[Dataset entries]
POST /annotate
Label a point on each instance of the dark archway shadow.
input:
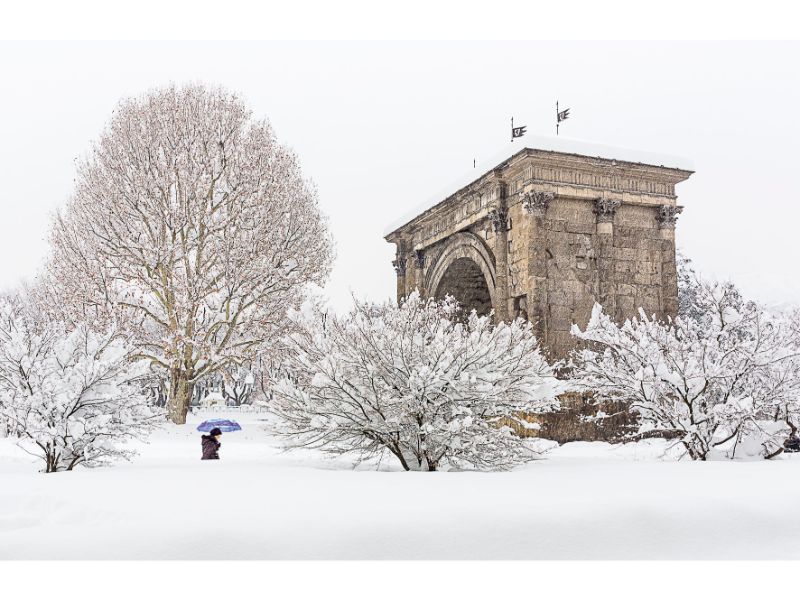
(464, 281)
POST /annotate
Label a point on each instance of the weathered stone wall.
(545, 235)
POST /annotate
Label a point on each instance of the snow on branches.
(723, 379)
(193, 228)
(71, 397)
(413, 380)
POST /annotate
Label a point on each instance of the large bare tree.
(191, 225)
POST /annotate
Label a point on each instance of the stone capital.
(399, 263)
(499, 218)
(605, 209)
(419, 258)
(536, 203)
(667, 215)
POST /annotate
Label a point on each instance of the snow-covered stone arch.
(464, 269)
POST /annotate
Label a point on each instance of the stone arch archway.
(464, 269)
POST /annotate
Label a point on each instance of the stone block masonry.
(544, 235)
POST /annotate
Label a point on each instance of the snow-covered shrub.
(432, 390)
(191, 227)
(721, 380)
(72, 397)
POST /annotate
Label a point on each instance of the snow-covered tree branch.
(414, 381)
(71, 397)
(193, 228)
(724, 375)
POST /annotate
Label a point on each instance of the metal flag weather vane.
(517, 131)
(561, 116)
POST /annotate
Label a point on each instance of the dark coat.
(210, 448)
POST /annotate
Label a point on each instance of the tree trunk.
(180, 396)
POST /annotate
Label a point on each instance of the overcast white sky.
(381, 126)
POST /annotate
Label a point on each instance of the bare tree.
(72, 396)
(192, 227)
(725, 377)
(413, 381)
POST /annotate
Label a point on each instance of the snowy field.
(584, 501)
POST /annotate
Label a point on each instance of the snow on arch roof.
(559, 144)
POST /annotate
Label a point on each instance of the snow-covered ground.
(584, 501)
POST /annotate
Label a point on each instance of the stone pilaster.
(667, 216)
(605, 209)
(419, 272)
(400, 263)
(535, 204)
(499, 219)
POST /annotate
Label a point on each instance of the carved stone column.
(535, 204)
(499, 219)
(399, 263)
(666, 217)
(419, 272)
(605, 209)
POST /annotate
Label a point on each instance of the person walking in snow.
(211, 444)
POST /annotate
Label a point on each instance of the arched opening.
(464, 281)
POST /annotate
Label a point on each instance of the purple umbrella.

TASK INSTRUCTIONS
Return each line of the data, keeping its wording exact and omitting pictures.

EXERCISE ANSWER
POST /annotate
Label a point on each instance of the dark archway shadow.
input:
(464, 281)
POST /annotate
Label a point on each instance of the weathered stone wall.
(545, 235)
POST /annotate
Label a point on each instance of the snow on branches.
(723, 379)
(193, 228)
(71, 397)
(413, 380)
POST /annotate
Label a point on each instance of the large bare tree.
(191, 225)
POST /annotate
Label a point on each instance of the stone capital.
(399, 263)
(499, 218)
(605, 209)
(419, 258)
(536, 203)
(667, 215)
POST /annotate
Label a point on each instance of the snow-covered stone arch.
(464, 269)
POST /annotate
Label a point on each instance of the stone arch archway.
(464, 269)
POST /annotate
Label a point on each instance of the stone block masonry.
(544, 235)
POST /annotate
Label a point on each instance of the snow-covered shrub.
(432, 390)
(191, 227)
(721, 380)
(72, 397)
POST /annotate
Label a point on each instance of the snow-covered tree branch.
(414, 381)
(71, 397)
(193, 228)
(724, 375)
POST /annotate
Label a point on each instance of the metal flag weather vane.
(517, 131)
(561, 116)
POST /annotate
Label a point on each instance of the dark coat.
(210, 448)
POST /annotate
Label a point on each instance of the tree trunk.
(180, 396)
POST /annotate
Label a point on each instance of the overcast white sky.
(381, 126)
POST /annotate
Label a point on each instance of the bare tree.
(72, 396)
(192, 227)
(725, 377)
(413, 381)
POST /annotate
Label a point on each instance of the snowy field.
(584, 501)
POST /annotate
Label a point on each instance of the snow on arch roof.
(559, 144)
POST /annotate
Label a point on each instance of the snow-covered ground.
(584, 501)
POST /annotate
Label a point on each instance of the stone pilaster.
(667, 216)
(605, 209)
(419, 272)
(400, 263)
(535, 204)
(499, 219)
POST /annotate
Label a point on each instance of the carved stone column.
(535, 204)
(499, 219)
(399, 263)
(666, 217)
(419, 272)
(605, 209)
POST /annotate
Label a point on each instance of the person walking in snow.
(211, 444)
POST /annotate
Label a point on each instance of the arched opening.
(464, 281)
POST /annotate
Label a point on each instance of the purple umbrella.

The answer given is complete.